■ Instructions for the task:
Print verbatim the lines of the entries from the one containing "Please tag the man's face" to the last, inclusive, and no others.

■ Exercise material:

# # #

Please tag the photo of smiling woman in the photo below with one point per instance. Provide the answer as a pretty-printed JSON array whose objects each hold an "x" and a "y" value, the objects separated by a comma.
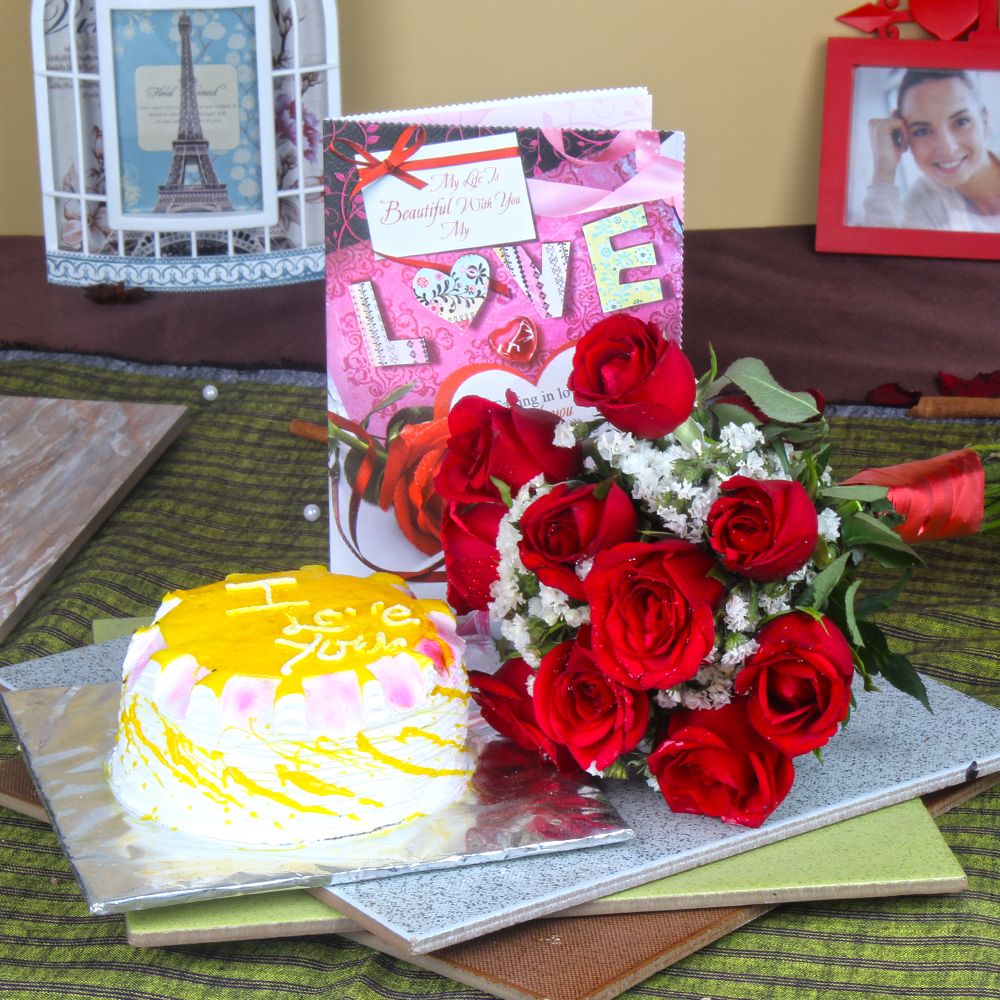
[{"x": 921, "y": 152}]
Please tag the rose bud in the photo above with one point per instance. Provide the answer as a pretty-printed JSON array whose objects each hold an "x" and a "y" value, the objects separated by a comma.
[
  {"x": 763, "y": 529},
  {"x": 714, "y": 763},
  {"x": 570, "y": 525},
  {"x": 408, "y": 483},
  {"x": 489, "y": 441},
  {"x": 652, "y": 606},
  {"x": 940, "y": 497},
  {"x": 507, "y": 706},
  {"x": 471, "y": 559},
  {"x": 578, "y": 705},
  {"x": 798, "y": 683},
  {"x": 637, "y": 379}
]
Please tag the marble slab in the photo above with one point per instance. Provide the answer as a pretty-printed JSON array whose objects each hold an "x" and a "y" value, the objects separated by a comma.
[
  {"x": 893, "y": 750},
  {"x": 56, "y": 450}
]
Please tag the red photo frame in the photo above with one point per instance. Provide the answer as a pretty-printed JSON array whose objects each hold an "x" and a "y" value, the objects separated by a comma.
[{"x": 862, "y": 74}]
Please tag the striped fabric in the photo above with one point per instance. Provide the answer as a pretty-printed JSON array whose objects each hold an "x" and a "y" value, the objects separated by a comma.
[{"x": 228, "y": 496}]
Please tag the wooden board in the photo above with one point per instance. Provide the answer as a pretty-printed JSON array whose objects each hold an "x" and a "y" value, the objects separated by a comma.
[
  {"x": 295, "y": 912},
  {"x": 54, "y": 449}
]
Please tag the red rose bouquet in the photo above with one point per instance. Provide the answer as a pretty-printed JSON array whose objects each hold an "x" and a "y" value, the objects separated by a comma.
[{"x": 674, "y": 581}]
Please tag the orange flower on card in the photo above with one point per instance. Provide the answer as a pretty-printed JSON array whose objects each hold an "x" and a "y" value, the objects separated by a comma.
[{"x": 414, "y": 457}]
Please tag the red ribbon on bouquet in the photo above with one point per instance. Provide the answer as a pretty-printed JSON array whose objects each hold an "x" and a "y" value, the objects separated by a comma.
[
  {"x": 399, "y": 162},
  {"x": 940, "y": 497}
]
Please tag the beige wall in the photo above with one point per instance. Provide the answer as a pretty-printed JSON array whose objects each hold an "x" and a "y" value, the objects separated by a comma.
[{"x": 743, "y": 79}]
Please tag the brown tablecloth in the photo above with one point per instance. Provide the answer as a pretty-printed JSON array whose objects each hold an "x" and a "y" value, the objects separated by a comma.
[{"x": 841, "y": 323}]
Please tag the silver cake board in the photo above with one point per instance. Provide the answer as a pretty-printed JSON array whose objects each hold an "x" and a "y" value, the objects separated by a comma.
[
  {"x": 892, "y": 750},
  {"x": 124, "y": 863}
]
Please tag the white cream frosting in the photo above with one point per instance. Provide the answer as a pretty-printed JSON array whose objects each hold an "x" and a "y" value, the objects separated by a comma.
[{"x": 345, "y": 748}]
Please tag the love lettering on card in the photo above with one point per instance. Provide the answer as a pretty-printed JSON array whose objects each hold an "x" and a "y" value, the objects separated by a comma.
[{"x": 467, "y": 259}]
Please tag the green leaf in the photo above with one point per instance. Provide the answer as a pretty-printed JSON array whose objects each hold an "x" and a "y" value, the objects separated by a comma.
[
  {"x": 866, "y": 494},
  {"x": 823, "y": 583},
  {"x": 894, "y": 667},
  {"x": 875, "y": 603},
  {"x": 707, "y": 380},
  {"x": 850, "y": 614},
  {"x": 730, "y": 413},
  {"x": 863, "y": 529},
  {"x": 753, "y": 377}
]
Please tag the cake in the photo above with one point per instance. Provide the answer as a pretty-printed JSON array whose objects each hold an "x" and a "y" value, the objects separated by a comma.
[{"x": 292, "y": 707}]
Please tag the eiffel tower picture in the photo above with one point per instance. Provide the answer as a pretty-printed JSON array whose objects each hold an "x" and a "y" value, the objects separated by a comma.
[{"x": 191, "y": 185}]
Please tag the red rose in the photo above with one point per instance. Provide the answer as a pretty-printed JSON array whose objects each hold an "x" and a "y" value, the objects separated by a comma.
[
  {"x": 714, "y": 763},
  {"x": 637, "y": 379},
  {"x": 471, "y": 560},
  {"x": 798, "y": 683},
  {"x": 763, "y": 529},
  {"x": 507, "y": 706},
  {"x": 578, "y": 705},
  {"x": 652, "y": 606},
  {"x": 408, "y": 482},
  {"x": 569, "y": 525},
  {"x": 513, "y": 444}
]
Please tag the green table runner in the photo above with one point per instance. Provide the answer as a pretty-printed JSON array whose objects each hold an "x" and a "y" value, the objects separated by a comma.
[{"x": 228, "y": 496}]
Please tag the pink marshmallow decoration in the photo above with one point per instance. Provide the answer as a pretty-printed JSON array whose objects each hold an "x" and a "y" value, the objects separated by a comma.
[
  {"x": 401, "y": 680},
  {"x": 140, "y": 649},
  {"x": 333, "y": 703},
  {"x": 247, "y": 698},
  {"x": 448, "y": 631},
  {"x": 172, "y": 689}
]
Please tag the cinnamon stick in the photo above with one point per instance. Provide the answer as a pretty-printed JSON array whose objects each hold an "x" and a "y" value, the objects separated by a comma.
[
  {"x": 308, "y": 430},
  {"x": 931, "y": 407}
]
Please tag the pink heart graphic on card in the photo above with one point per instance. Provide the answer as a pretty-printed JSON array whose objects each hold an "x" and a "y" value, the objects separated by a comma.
[
  {"x": 456, "y": 295},
  {"x": 945, "y": 20},
  {"x": 516, "y": 341}
]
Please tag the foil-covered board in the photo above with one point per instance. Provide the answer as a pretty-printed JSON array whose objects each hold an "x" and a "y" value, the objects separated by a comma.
[{"x": 514, "y": 807}]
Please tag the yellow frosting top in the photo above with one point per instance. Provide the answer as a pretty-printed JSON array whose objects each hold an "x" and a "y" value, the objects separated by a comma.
[{"x": 298, "y": 624}]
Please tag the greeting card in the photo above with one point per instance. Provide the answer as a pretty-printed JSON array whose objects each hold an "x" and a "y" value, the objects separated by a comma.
[{"x": 466, "y": 259}]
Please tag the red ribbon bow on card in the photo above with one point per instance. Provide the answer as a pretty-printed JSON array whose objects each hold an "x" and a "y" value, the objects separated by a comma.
[{"x": 371, "y": 168}]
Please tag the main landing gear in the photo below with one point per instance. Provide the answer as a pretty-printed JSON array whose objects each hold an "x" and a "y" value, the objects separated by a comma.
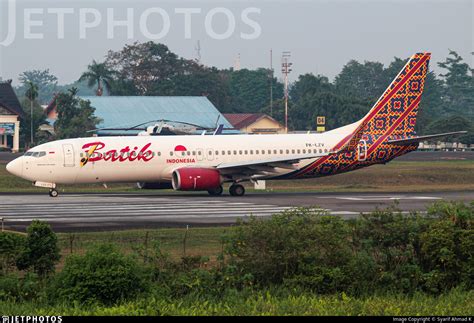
[
  {"x": 216, "y": 191},
  {"x": 236, "y": 190}
]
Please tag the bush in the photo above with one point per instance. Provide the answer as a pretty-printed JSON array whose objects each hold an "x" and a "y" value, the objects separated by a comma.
[
  {"x": 11, "y": 245},
  {"x": 298, "y": 247},
  {"x": 102, "y": 275},
  {"x": 16, "y": 288},
  {"x": 383, "y": 251},
  {"x": 392, "y": 242},
  {"x": 41, "y": 250},
  {"x": 448, "y": 247}
]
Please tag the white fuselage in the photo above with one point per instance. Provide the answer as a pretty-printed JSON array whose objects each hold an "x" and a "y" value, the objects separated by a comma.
[{"x": 154, "y": 158}]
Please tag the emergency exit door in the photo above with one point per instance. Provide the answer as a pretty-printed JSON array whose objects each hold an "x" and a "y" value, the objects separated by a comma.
[{"x": 68, "y": 153}]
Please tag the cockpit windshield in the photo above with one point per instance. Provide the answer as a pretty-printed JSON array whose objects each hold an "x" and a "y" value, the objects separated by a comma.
[{"x": 36, "y": 154}]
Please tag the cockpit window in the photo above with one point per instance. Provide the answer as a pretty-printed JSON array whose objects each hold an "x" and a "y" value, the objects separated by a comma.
[{"x": 36, "y": 154}]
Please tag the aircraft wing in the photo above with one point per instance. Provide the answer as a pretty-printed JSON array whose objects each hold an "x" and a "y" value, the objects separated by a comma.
[
  {"x": 266, "y": 165},
  {"x": 412, "y": 140}
]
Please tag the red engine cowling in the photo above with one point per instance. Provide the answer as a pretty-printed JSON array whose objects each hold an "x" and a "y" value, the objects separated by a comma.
[{"x": 196, "y": 179}]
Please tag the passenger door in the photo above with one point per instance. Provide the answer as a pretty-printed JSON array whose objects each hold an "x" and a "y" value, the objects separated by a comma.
[{"x": 68, "y": 153}]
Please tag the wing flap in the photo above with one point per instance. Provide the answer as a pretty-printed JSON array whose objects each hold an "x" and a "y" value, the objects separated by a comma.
[
  {"x": 282, "y": 162},
  {"x": 412, "y": 140}
]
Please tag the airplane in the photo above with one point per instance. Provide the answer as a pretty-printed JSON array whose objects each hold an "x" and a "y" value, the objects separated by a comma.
[{"x": 204, "y": 163}]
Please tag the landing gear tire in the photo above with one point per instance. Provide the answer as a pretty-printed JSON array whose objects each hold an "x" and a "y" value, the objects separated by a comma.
[
  {"x": 216, "y": 191},
  {"x": 237, "y": 190}
]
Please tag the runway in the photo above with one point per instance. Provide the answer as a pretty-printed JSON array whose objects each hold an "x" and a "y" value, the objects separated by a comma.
[{"x": 97, "y": 212}]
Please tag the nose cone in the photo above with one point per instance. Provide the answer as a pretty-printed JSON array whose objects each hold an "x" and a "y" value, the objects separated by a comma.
[{"x": 15, "y": 167}]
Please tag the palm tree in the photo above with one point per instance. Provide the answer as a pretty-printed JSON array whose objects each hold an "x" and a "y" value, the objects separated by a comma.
[
  {"x": 31, "y": 94},
  {"x": 98, "y": 74}
]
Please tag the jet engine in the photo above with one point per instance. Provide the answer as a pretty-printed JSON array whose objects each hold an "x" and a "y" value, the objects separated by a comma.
[
  {"x": 154, "y": 186},
  {"x": 196, "y": 179}
]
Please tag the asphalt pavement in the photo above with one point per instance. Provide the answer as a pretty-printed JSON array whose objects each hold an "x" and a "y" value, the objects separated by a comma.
[{"x": 97, "y": 212}]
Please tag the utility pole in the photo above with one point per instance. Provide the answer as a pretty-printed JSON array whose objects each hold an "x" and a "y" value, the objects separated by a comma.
[
  {"x": 271, "y": 82},
  {"x": 198, "y": 52},
  {"x": 286, "y": 69}
]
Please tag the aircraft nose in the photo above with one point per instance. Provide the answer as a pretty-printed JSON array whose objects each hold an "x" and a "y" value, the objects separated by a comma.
[{"x": 15, "y": 167}]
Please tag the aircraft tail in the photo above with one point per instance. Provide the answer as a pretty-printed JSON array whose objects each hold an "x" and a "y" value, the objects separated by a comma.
[{"x": 394, "y": 114}]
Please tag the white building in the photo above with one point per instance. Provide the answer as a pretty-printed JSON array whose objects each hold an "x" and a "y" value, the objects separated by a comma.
[{"x": 10, "y": 113}]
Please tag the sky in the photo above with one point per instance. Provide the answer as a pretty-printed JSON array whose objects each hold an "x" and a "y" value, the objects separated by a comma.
[{"x": 322, "y": 36}]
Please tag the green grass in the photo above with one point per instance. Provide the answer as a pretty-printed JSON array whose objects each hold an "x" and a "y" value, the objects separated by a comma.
[
  {"x": 199, "y": 241},
  {"x": 454, "y": 303},
  {"x": 396, "y": 176}
]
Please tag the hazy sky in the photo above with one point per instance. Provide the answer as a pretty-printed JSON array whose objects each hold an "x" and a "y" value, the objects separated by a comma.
[{"x": 321, "y": 35}]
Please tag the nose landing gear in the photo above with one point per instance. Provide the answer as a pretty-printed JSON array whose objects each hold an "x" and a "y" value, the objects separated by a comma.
[{"x": 53, "y": 193}]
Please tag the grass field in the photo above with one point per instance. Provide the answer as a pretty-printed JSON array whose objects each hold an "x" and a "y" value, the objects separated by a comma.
[
  {"x": 414, "y": 176},
  {"x": 206, "y": 242},
  {"x": 454, "y": 303}
]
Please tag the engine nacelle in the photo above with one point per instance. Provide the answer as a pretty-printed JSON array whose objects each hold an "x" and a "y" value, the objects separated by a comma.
[
  {"x": 196, "y": 179},
  {"x": 154, "y": 186}
]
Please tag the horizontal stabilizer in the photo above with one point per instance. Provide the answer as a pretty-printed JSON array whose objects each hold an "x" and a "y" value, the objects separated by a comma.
[{"x": 412, "y": 140}]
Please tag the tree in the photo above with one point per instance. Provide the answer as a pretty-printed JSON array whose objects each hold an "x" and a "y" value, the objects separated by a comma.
[
  {"x": 98, "y": 74},
  {"x": 47, "y": 84},
  {"x": 459, "y": 85},
  {"x": 41, "y": 250},
  {"x": 364, "y": 81},
  {"x": 32, "y": 119},
  {"x": 250, "y": 90},
  {"x": 75, "y": 116},
  {"x": 31, "y": 94},
  {"x": 145, "y": 65}
]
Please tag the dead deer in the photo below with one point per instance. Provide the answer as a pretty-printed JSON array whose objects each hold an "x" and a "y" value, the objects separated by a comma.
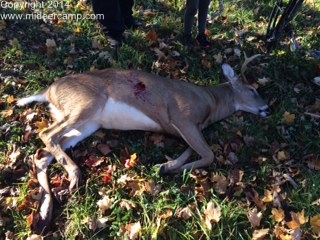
[{"x": 135, "y": 100}]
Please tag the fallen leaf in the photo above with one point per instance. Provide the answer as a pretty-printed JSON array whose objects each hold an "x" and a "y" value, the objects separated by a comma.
[
  {"x": 152, "y": 36},
  {"x": 185, "y": 213},
  {"x": 101, "y": 222},
  {"x": 278, "y": 214},
  {"x": 260, "y": 234},
  {"x": 41, "y": 125},
  {"x": 282, "y": 233},
  {"x": 11, "y": 99},
  {"x": 3, "y": 25},
  {"x": 288, "y": 117},
  {"x": 297, "y": 219},
  {"x": 220, "y": 183},
  {"x": 268, "y": 196},
  {"x": 104, "y": 204},
  {"x": 35, "y": 237},
  {"x": 132, "y": 230},
  {"x": 14, "y": 43},
  {"x": 283, "y": 155},
  {"x": 132, "y": 162},
  {"x": 212, "y": 215},
  {"x": 127, "y": 204},
  {"x": 314, "y": 164},
  {"x": 96, "y": 44},
  {"x": 7, "y": 113},
  {"x": 13, "y": 156},
  {"x": 218, "y": 58},
  {"x": 255, "y": 217},
  {"x": 94, "y": 161},
  {"x": 263, "y": 81},
  {"x": 315, "y": 223},
  {"x": 316, "y": 81},
  {"x": 51, "y": 46}
]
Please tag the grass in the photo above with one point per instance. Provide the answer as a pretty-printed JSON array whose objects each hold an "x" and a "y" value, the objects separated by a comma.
[{"x": 138, "y": 203}]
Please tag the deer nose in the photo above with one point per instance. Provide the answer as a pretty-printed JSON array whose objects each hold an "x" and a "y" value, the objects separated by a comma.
[{"x": 265, "y": 111}]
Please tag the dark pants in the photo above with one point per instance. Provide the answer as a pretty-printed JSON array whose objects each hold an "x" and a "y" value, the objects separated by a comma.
[
  {"x": 192, "y": 7},
  {"x": 117, "y": 14}
]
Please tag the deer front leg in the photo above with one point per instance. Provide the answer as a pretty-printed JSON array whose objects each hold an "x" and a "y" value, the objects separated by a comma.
[
  {"x": 194, "y": 138},
  {"x": 42, "y": 160},
  {"x": 52, "y": 137},
  {"x": 174, "y": 164}
]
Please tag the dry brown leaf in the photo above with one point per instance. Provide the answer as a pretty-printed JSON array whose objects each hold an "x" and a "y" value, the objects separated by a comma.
[
  {"x": 255, "y": 217},
  {"x": 104, "y": 204},
  {"x": 35, "y": 237},
  {"x": 315, "y": 224},
  {"x": 51, "y": 46},
  {"x": 278, "y": 214},
  {"x": 14, "y": 43},
  {"x": 132, "y": 230},
  {"x": 14, "y": 155},
  {"x": 7, "y": 113},
  {"x": 185, "y": 213},
  {"x": 220, "y": 183},
  {"x": 283, "y": 155},
  {"x": 166, "y": 215},
  {"x": 212, "y": 215},
  {"x": 96, "y": 44},
  {"x": 42, "y": 125},
  {"x": 104, "y": 148},
  {"x": 218, "y": 58},
  {"x": 282, "y": 233},
  {"x": 314, "y": 164},
  {"x": 288, "y": 117},
  {"x": 11, "y": 99},
  {"x": 101, "y": 222},
  {"x": 152, "y": 36},
  {"x": 3, "y": 25},
  {"x": 268, "y": 196},
  {"x": 298, "y": 219},
  {"x": 260, "y": 234},
  {"x": 127, "y": 204},
  {"x": 206, "y": 63}
]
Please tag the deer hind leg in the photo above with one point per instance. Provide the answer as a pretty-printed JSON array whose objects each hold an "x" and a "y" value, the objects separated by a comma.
[
  {"x": 55, "y": 140},
  {"x": 196, "y": 141},
  {"x": 44, "y": 158}
]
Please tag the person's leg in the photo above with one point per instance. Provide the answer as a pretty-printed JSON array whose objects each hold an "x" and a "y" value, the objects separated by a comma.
[
  {"x": 190, "y": 12},
  {"x": 202, "y": 23},
  {"x": 113, "y": 25},
  {"x": 202, "y": 15}
]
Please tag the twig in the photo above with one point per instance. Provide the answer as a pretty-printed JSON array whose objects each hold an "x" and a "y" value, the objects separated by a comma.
[
  {"x": 312, "y": 114},
  {"x": 246, "y": 62}
]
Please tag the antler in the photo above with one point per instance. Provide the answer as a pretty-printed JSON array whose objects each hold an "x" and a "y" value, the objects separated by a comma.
[{"x": 244, "y": 65}]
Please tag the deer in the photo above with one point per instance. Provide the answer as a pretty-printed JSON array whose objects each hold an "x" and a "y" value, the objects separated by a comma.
[{"x": 80, "y": 104}]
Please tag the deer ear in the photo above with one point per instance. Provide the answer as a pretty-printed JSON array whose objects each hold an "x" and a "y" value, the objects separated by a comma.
[{"x": 229, "y": 73}]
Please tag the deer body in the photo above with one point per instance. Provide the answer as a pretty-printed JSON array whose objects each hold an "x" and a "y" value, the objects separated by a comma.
[{"x": 135, "y": 100}]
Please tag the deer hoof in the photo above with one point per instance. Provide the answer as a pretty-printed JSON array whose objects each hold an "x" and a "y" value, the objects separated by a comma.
[{"x": 43, "y": 226}]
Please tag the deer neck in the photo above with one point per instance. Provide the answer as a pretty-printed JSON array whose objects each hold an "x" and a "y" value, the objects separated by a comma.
[{"x": 222, "y": 99}]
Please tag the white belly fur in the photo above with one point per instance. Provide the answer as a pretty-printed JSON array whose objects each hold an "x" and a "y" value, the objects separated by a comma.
[{"x": 121, "y": 116}]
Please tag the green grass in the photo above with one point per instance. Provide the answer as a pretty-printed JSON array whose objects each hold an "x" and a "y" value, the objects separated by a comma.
[{"x": 267, "y": 149}]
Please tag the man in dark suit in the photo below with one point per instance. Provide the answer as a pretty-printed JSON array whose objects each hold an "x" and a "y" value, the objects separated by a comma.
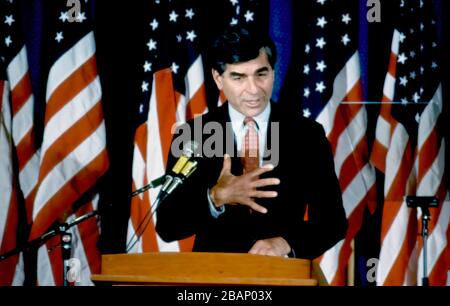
[{"x": 290, "y": 204}]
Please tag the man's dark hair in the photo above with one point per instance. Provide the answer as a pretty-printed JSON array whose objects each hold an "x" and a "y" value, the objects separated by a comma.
[{"x": 238, "y": 46}]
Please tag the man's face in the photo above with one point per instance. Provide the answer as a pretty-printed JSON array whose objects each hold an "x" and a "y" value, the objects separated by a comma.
[{"x": 247, "y": 85}]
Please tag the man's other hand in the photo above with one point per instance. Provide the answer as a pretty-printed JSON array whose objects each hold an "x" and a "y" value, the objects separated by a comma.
[{"x": 234, "y": 190}]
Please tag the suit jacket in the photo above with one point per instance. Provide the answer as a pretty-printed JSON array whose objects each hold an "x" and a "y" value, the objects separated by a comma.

# # #

■ Answer to this task:
Please tag the man's face in the photo above with one point per instance. Provide the answer as a pretty-printed JSON array whose objects each hold an "x" and a "y" value, the objects separated by a comma.
[{"x": 247, "y": 85}]
Please tag the man's other hand in the photo above with one point per instance. Provide the answer as a pretty-printed JSON array whose objects each hold an "x" and a "y" value, the objects separated by a comma.
[{"x": 234, "y": 190}]
Please tag the suit jacket in the photo above with one point per instance. Provide the answer as a pretty-printed JSON array whose objects each hold an "x" and a "y" value, the objects separated by a comma.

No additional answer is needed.